**Reading passage**:
┄┄┄┄┄┄

Are you overwhelmed preparing too many reports? A smart approach to project reporting

Abstract

A key area of project communication management is project performance reporting.

Performance reports need to provide information at an appropriate level for each audience. When projects involve several internal and external stakeholders, it is often necessary to prepare and distribute a lot of different reports containing subsets of similar data and information. Moreover, different audiences might require different reporting formats (slides, forms, documents, tables, graphs). Each report needs to be periodically updated (e.g., on a monthly basis) as the project progresses; this manual process is time consuming and error prone.

The paper will propose a smart approach to project performance reporting that can minimize the efforts of preparing and distributing consistent and reliable reports leveraging on a modularization concept through the following ideas:

  • a careful initial organization of the reports into units (sections, chapters, slides) that can be incorporated within several reports across different stakeholders;
  • a careful initial organization of the content of each report with “live” links to performance data (e.g., CPI, SPI, and milestone dates) from the project planning tools; and
  • creation of the performance reports through the composition/aggregation of the most appropriate sections/chapters/slides for each audience.

┄┄┄┄┄┄

**Dataset excerpts**:

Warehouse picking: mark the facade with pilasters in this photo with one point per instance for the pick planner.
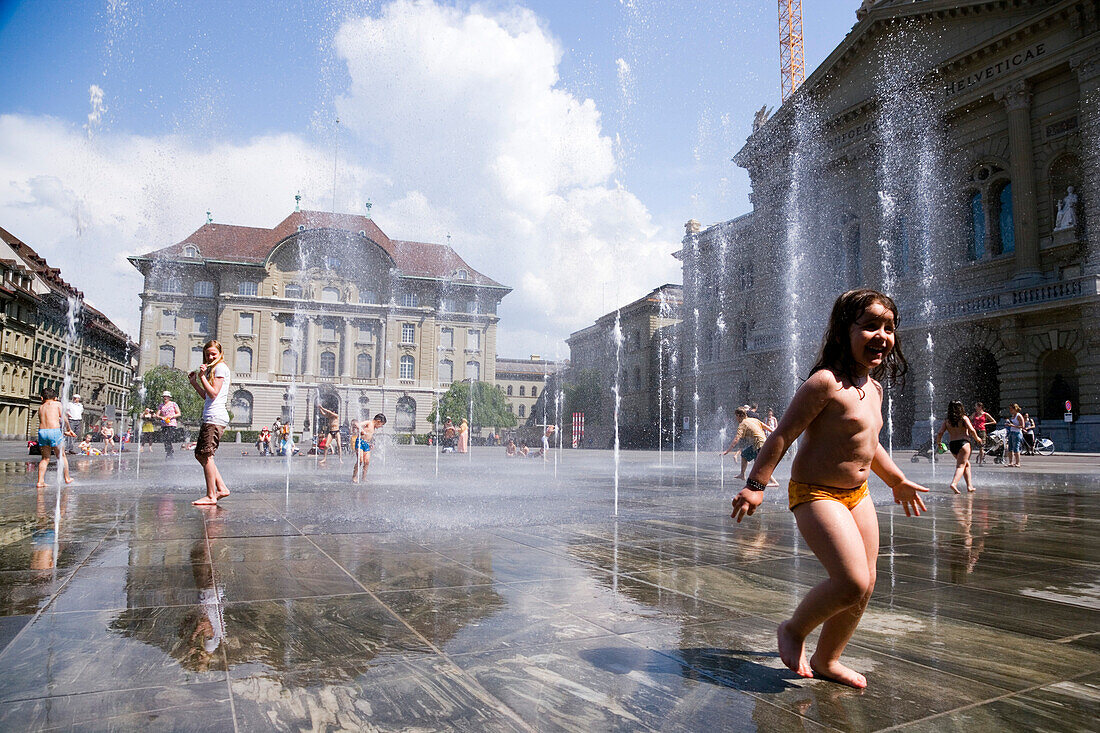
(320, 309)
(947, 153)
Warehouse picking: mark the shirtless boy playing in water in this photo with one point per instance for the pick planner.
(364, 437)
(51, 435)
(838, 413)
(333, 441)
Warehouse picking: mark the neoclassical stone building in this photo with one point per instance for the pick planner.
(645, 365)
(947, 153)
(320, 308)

┄┄┄┄┄┄

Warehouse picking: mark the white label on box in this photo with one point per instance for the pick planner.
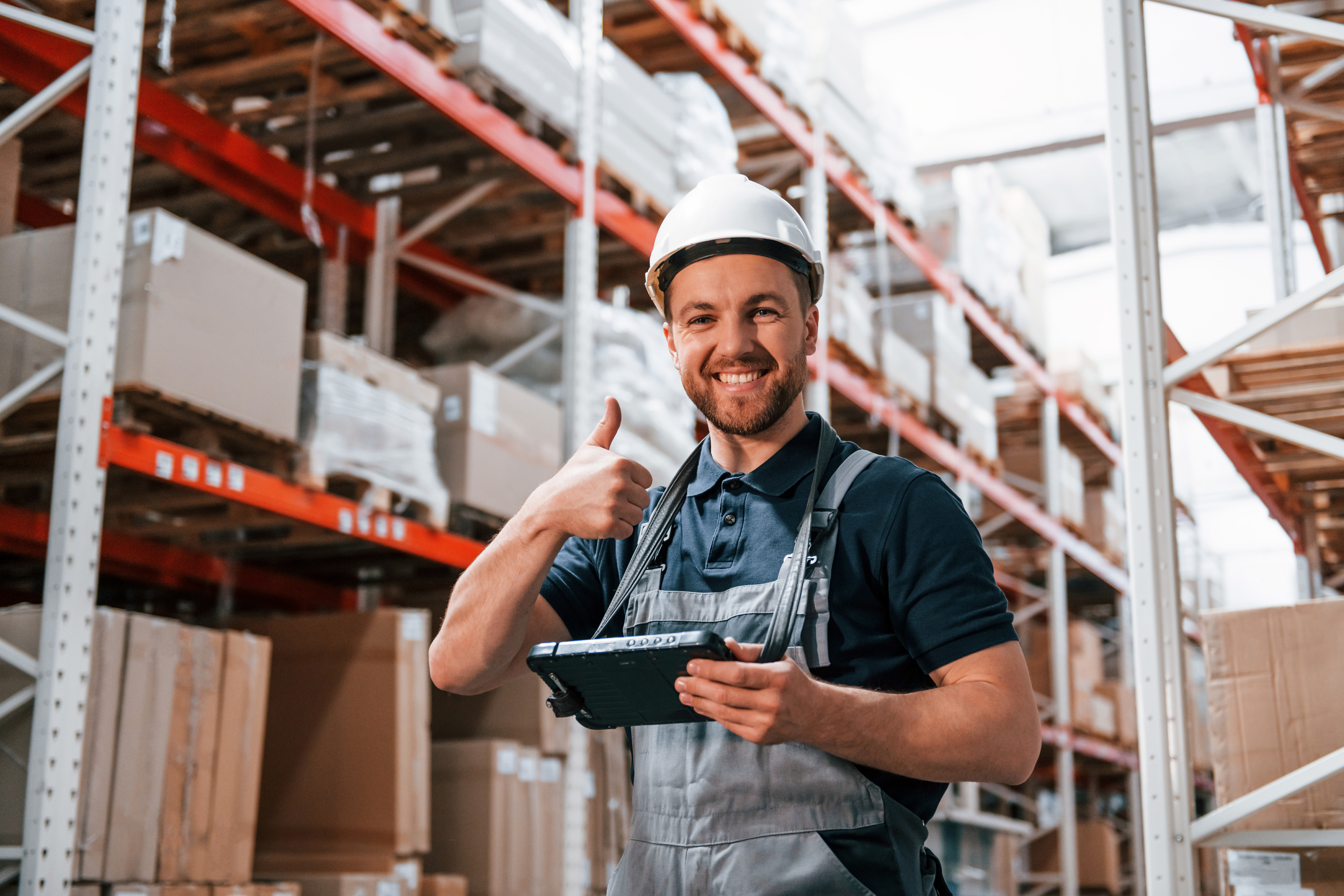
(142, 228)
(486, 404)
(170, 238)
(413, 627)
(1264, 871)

┄┄┄┄┄┄

**Task to complete**:
Write the next part of the project reporting paper, picking up right after its last bullet point. The records are separate from the text about project reporting.

**Answer to this problem**:
This approach is easily achievable with the current document and presentation editing tools on the market and can be implemented within any organization.

Introduction

The concept of project performance reporting was introduced in A Guide to the Project Management Body of Knowledge (PMBOK® Guide)—Fourth Edition within the Project Communication Management Knowledge Area (PMI, 2008, p. 244). It is defined as the process of collecting and distributing performance information, including status reports, progress measurements, and forecasts (PMI, 2008, p. 266). Moreover, the concept of “reporting system” is defined as a tool to consolidate reports from several systems and distribute information to project stakeholders in the forms of tables, spreadsheets, and presentations.

The project performance reporting process has particular importance in an oil and gas organization such as Eni that handles more than two hundred projects, whose investments range from US$10 million dollars to more than US$1 billion dollars for each project. Oil and gas projects are comprised of the evaluation of complex technical data to assess the potential productivity of the field; the drilling of the wells; and the design, construction, and commissioning of the onshore/offshore facilities and pipelines to produce and export the hydrocarbons. Projects are usually split into phases, which are managed with a stage and gate model. Finally, projects are typically carried out within partnership agreements with other oil and gas operators.

Project Reporting Challenges

Large projects involve large numbers of stakeholders with different information needs:

  • internal stakeholders, including the project team, project manager, functional line managers, top level executives, and assurance review teams.

  • external stakeholders, including the project partners, national agencies, local government representatives, non-government organizations, media representatives, and authorities.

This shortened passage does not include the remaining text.